• Text extract
ONNX & TensorRT
ONNX (Open Neural Network Exchange) is the universal format for exporting models from any framework. TensorRT compiles ONNX models into GPU-optimised engines that can be 10× faster than the original PyTorch model.
The Deployment Stack
Training
Portable format
or TensorRT
Optimised inference
GPU / CPU / Edge
What is ONNX?
ONNX is an open standard for representing ML models as computation graphs. Once a model is exported to ONNX, it can run on any ONNX-compatible runtime — regardless of which framework trained it. It acts as a lingua franca between training frameworks and deployment targets.
PyTorch, TensorFlow, Keras, Scikit-Learn, XGBoost, MXNet
ONNX Runtime, TensorRT, OpenVINO, CoreML, TFLite (via conversion)

• Provided records

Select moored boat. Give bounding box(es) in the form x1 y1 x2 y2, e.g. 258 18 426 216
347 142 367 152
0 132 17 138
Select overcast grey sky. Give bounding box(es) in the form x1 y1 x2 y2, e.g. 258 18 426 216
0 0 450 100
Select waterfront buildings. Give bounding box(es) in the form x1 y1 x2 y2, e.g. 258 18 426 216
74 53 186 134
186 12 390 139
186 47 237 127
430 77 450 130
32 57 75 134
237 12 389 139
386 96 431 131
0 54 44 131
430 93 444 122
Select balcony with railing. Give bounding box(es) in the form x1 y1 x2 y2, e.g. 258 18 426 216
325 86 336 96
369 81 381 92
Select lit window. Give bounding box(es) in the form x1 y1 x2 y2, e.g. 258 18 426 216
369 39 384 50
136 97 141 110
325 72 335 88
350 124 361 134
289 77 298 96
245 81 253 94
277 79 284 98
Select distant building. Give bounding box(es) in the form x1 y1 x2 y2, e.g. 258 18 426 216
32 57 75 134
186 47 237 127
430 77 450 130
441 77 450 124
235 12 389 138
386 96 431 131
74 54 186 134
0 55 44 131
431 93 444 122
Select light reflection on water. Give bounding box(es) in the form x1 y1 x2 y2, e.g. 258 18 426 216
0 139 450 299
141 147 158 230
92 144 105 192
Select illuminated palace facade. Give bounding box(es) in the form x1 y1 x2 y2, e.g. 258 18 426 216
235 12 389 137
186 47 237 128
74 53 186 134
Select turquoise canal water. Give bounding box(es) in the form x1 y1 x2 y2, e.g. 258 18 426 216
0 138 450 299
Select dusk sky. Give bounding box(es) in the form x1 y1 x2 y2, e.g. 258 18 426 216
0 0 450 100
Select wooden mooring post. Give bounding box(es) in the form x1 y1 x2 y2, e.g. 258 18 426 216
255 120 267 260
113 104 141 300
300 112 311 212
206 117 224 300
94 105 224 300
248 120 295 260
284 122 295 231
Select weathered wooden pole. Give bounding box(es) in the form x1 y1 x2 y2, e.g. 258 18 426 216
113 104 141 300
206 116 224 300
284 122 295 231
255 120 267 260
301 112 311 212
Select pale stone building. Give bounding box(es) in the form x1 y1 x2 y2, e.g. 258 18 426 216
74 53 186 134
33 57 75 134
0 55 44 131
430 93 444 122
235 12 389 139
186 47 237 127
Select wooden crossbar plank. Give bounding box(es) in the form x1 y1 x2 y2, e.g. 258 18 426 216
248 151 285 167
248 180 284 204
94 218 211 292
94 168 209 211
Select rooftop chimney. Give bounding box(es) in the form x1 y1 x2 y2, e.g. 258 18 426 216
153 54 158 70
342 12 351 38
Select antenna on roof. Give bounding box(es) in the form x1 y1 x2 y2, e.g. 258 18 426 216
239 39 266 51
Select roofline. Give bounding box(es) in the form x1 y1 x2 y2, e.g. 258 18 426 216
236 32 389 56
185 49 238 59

• Exercise directions
Write the next portion of the ONNX and TensorRT text, picking up after its final line. The rows have no connection to the ONNX and TensorRT text.

• Written answer
NVIDIA GPU, AMD GPU, Intel CPU, ARM (Raspberry Pi, Android), browser (WebAssembly)
Export PyTorch Model to ONNX
import torch
import torch.nn as nn
model = MyModel()
model.eval()
# Create dummy input (same shape as real input)
dummy_input = torch.randn(1, 3, 224, 224) # Batch=1, RGB image, 224×224
# Export
torch.onnx.export(
model,
dummy_input,
"model.onnx",
opset_version=17, # ONNX opset version
input_names=["images"],
output_names=["logits"],
dynamic_axes={ # Allow variable batch size
"images": {0: "batch"},
"logits": {0: "batch"}
}
)
print("Exported to model.onnx") ONNX Runtime Inference
import onnxruntime as ort
import numpy as np
# Load model — auto-selects GPU if available
session = ort.InferenceSession(
"model.onnx",
providers=['CUDAExecutionProvider', 'CPUExecutionProvider']
)
# Inspect inputs
for inp in session.get_inputs():
print(f"Input: {inp.name}, shape: {inp.shape}")
# Run inference
input_data = np.random.randn(1, 3, 224, 224).astype(np.float32)
outputs = session.run(None, {"images": input_data})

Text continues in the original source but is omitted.